◆ Passage provided:
____________________

Scottsdale-Kelowna link strengthened

The Kelowna Scottsdale Business Council has revealed a number of education, business and tourism initiatives are under way.

Kelowna and Scottsdale officials are discovering their respective communities have plenty in common.

Following a three-day series of meetings, presentations and round-table discussions in the Arizona city last week, hosted by the Kelowna Scottsdale Business Council, it was revealed a number of education, medical research, entrepreneurship and tourism initiatives are already under way.

The council, set up to look at ways the two city’s can work together, especially through tourism and business, hosted the first Kelowna-Scottsdale summit last week in Scottsdale.

The summit followed last September’s visit here by Scottsdale Mayor Jim Lane and a delegation from the city, which is a suburb of Phoenix.

Kelowna Mayor Walter Gray, who led the local delegation, called the connection between the two cities much more than a typical sister-city relationship.

“We want to realize real-life, collaborative partnerships that benefit both cities right away,” said Gray.

The Kelowna Scottsdale Business Council’s mission is to assist and facilitate the commercial and social interaction of individuals, companies, and organizations in pursuing cross-border relationships to increase business, and support trade growth and investment.

“This summit is all about business and driving relevant connections to bring the synergy together quickly and practically,” said Lane.

Last week’s schedule included presentations by John Taft of RBC, and Mark Dewane, president of the Scottsdale Business Development Forum, who spoke on the value of cross-border alliances between the two regions.

The tour portion included visits to DIRTT Environmental Technology, which maintains offices and factories in both Kelowna and Phoenix.

Other visits included the Scottsdale Cure Corridor and the famous Mayo Clinic, as well as Scottsdale Airpark.

____________________

(Items listed in a dataset)
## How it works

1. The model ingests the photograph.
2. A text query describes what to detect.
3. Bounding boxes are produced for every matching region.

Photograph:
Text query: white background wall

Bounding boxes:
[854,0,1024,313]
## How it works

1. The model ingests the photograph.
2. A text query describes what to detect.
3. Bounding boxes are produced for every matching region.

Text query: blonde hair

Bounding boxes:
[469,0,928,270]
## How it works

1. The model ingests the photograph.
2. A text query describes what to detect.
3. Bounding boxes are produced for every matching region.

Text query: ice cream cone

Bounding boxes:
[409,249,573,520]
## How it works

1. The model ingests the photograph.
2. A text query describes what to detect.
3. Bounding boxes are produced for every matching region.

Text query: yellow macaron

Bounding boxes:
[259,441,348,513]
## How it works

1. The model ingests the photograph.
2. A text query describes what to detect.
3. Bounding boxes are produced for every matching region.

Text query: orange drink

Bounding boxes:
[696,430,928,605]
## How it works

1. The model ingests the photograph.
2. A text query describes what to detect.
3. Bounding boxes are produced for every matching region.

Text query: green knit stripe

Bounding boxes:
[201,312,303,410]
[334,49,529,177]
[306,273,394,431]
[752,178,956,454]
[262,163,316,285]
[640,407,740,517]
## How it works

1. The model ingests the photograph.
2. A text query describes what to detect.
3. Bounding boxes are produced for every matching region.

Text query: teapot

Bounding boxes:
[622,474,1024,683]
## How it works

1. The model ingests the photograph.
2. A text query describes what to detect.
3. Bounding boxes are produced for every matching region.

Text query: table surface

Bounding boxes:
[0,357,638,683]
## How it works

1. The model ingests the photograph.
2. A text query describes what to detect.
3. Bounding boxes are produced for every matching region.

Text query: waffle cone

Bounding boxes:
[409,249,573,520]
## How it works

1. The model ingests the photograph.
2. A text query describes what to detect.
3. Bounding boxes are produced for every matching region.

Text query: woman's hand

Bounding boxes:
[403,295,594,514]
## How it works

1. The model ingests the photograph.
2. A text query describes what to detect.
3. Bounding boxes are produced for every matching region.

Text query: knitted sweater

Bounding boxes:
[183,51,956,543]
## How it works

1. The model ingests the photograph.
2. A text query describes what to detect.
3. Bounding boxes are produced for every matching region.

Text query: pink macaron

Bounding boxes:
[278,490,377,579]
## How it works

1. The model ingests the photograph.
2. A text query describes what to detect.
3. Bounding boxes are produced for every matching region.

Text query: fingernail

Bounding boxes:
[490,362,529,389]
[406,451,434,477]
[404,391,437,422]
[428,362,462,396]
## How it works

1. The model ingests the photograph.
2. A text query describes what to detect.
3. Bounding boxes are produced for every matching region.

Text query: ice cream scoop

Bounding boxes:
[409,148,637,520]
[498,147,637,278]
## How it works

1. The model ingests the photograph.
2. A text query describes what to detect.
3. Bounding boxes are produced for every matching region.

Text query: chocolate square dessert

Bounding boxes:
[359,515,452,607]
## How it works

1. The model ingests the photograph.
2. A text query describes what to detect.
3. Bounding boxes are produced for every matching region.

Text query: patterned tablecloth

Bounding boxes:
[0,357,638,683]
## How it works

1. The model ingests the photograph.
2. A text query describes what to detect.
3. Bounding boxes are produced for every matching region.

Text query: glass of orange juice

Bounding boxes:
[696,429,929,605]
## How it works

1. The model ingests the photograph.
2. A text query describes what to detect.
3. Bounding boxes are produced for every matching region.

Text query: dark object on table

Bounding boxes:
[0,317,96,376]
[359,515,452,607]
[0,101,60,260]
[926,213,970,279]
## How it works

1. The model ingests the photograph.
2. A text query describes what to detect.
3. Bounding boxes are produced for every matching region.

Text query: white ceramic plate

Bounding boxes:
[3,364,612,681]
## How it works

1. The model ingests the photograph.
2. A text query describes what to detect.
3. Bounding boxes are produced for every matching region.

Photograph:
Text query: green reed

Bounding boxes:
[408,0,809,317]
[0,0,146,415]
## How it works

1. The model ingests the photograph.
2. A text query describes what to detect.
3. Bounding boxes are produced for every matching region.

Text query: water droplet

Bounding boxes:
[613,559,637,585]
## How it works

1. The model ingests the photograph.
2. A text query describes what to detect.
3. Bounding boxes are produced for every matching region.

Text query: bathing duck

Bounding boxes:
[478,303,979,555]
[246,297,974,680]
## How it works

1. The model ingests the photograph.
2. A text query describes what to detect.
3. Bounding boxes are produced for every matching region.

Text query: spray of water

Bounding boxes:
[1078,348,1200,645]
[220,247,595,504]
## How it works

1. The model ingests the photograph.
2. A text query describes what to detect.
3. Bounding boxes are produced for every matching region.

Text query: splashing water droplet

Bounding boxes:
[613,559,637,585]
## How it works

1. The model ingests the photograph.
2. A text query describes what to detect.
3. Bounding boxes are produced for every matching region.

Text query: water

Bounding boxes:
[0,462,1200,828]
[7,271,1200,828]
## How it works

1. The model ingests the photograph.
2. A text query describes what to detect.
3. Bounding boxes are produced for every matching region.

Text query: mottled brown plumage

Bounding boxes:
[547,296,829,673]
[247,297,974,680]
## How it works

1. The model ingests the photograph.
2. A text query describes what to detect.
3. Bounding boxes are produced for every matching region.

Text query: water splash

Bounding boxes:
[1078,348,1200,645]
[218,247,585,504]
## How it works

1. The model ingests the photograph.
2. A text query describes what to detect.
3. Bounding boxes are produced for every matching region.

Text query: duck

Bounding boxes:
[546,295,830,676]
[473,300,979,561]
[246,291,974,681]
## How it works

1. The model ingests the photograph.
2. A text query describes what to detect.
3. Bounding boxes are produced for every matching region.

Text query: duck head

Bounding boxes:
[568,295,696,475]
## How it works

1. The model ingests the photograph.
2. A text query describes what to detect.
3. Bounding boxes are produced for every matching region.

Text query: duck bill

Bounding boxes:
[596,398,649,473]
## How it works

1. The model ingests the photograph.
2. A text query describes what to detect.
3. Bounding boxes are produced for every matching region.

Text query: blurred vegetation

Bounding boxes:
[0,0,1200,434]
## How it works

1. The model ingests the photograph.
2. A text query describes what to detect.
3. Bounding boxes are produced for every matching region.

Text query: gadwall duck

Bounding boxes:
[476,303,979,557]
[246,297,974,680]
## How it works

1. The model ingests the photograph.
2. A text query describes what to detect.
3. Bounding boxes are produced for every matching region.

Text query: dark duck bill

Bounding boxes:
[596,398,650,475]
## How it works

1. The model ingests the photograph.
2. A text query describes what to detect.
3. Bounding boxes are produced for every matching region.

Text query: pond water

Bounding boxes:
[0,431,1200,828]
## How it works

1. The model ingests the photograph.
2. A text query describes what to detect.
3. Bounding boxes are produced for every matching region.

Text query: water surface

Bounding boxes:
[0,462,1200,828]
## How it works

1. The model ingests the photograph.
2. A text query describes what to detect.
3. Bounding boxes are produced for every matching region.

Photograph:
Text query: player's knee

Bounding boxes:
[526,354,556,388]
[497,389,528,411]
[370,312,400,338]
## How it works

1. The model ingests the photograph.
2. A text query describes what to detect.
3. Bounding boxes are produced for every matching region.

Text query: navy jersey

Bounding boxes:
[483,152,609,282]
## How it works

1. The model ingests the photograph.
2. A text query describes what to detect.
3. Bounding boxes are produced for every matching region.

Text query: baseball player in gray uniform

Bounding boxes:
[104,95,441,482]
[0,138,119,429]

____________________

◆ List of tasks:
- 1) Using the article on the Scottsdale-Kelowna link, explain in one to three sentences why the Kelowna Scottsdale Business Council was set up.
- 2) Pick up the article on the Scottsdale-Kelowna link after its final sentence and keep writing.

◆ Answers for the tasks:
- 1) The council was set up to find ways the two cities can work together, especially through tourism and business. Its mission is to help individuals, companies, and organizations build cross-border relationships that increase business and support trade growth and investment.

- 2)
Officials said one of the most important meetings took place Friday via video conference between Gray, deputy vice-chancellor and principal of UBC Okanagan Deborah Buszard, Janice Kleinwort, Jim Cook and Todd Hardy, senior representatives of Arizona State University Skysong innovation centre.

Common ground was reportedly found in entrepreneurship programs, the North American Law Degree program and possible participation in recent ASU and Mayo Clinic plans for a joint medical school in Scottsdale.

The council says residents of both cities can expect to see consumer-driven benefits of the new relationship between the two cities as early as this spring. Recognizing opposite tourism seasons, the M Club golf properties organization is already in discussion with several Okanagan golf clubs, including Predator Ridge, to arrange what it is calling “advantageous” reciprocal usage. It is expected that a number of golf clubs and resorts in both Scottsdale and Kelowna will join the program over time.

Gray said at the conclusion of the summit in Scottsdale, he and other Kelowna representatives were taken on a tour of the world-famous Barrett Jackson automobile auction. “It was amazing. Cars for as far as you could see,” sa id Gray on Monday.